-- start GIVEN DATA --
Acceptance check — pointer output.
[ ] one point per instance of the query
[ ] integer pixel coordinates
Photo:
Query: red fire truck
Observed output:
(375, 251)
-- end GIVEN DATA --
-- start GIVEN DATA --
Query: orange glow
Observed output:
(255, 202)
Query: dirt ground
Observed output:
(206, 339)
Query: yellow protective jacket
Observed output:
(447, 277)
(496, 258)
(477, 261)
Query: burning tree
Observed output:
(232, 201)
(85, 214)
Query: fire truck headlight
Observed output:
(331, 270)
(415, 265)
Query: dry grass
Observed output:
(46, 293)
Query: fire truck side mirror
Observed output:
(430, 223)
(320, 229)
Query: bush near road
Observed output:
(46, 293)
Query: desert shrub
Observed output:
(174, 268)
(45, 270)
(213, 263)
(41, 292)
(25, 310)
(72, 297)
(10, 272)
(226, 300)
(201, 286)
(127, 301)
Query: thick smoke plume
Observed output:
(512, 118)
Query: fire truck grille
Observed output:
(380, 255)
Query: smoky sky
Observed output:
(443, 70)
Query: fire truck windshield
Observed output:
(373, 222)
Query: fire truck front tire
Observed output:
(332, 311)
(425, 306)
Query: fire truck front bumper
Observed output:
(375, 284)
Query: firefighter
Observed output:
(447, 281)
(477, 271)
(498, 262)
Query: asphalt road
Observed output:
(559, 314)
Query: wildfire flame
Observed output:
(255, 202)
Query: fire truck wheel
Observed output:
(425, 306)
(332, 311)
-- end GIVEN DATA --
-- start GIVEN DATA --
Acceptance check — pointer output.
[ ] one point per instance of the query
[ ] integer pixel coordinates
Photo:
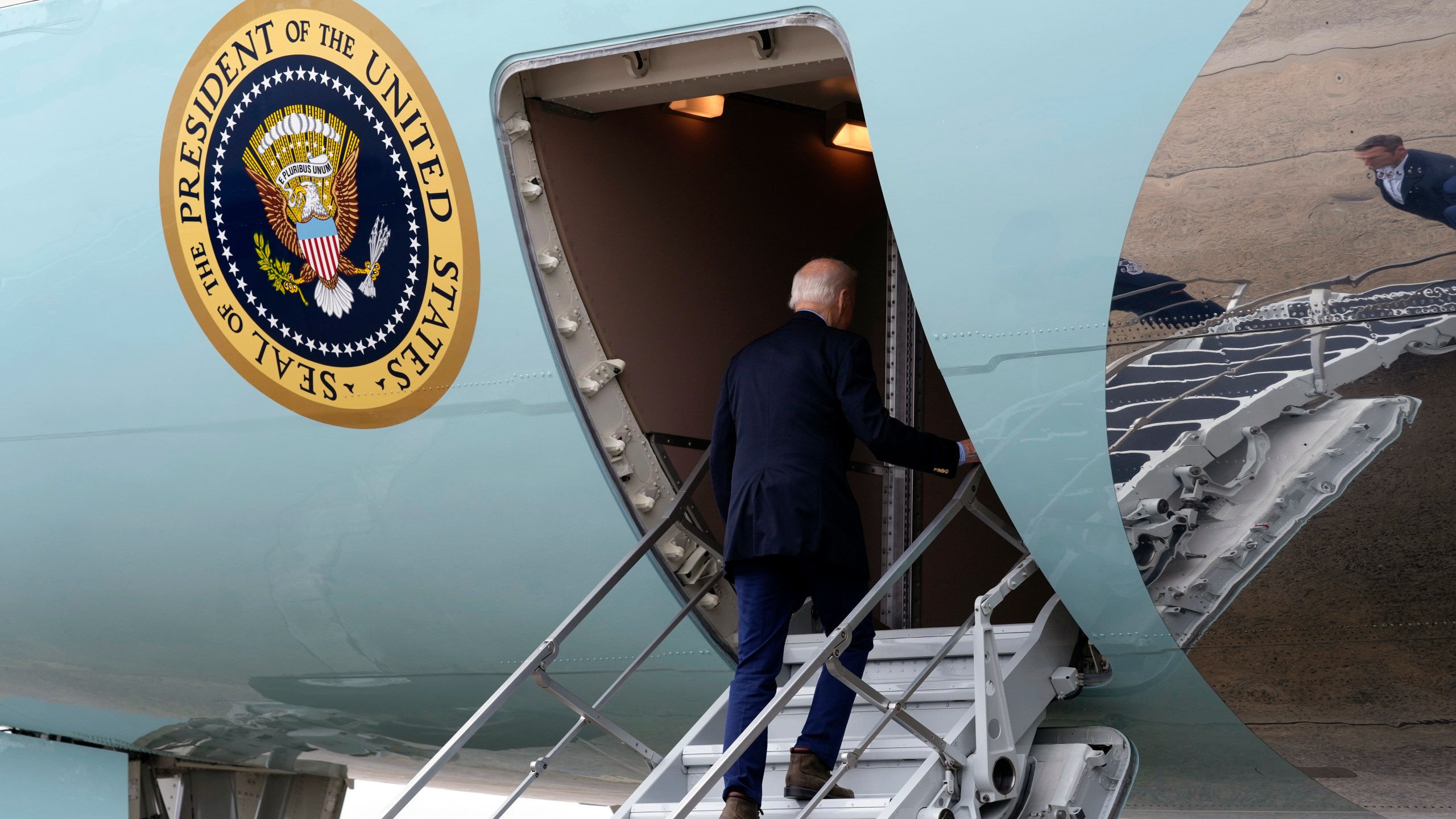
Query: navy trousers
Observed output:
-- end GIVEN DATA --
DIRECTIONS FOR THIS TASK = Pull out every line of the data above that contains the word "road".

RESULT =
Query: bush near road
Query: asphalt road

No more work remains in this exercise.